• _Exercise requirements_: Reproduce each of the following rows verbatim, without altering a single character.

(Annotation dataset rows)
>> Begin
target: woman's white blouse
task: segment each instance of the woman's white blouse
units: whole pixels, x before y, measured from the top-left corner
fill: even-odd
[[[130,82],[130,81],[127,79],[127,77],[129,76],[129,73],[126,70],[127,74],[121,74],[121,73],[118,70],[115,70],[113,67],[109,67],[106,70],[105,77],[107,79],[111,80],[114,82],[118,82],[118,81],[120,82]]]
>> End
• _Result for this exercise_:
target: woman's white blouse
task: segment each instance of the woman's white blouse
units: whole pixels, x before y, measured from the top-left corner
fill: even-odd
[[[130,82],[130,81],[127,79],[127,77],[129,76],[129,73],[126,70],[127,74],[121,74],[121,73],[118,70],[115,70],[113,67],[109,67],[106,70],[105,77],[107,79],[111,80],[114,82],[118,82],[118,81],[120,82]]]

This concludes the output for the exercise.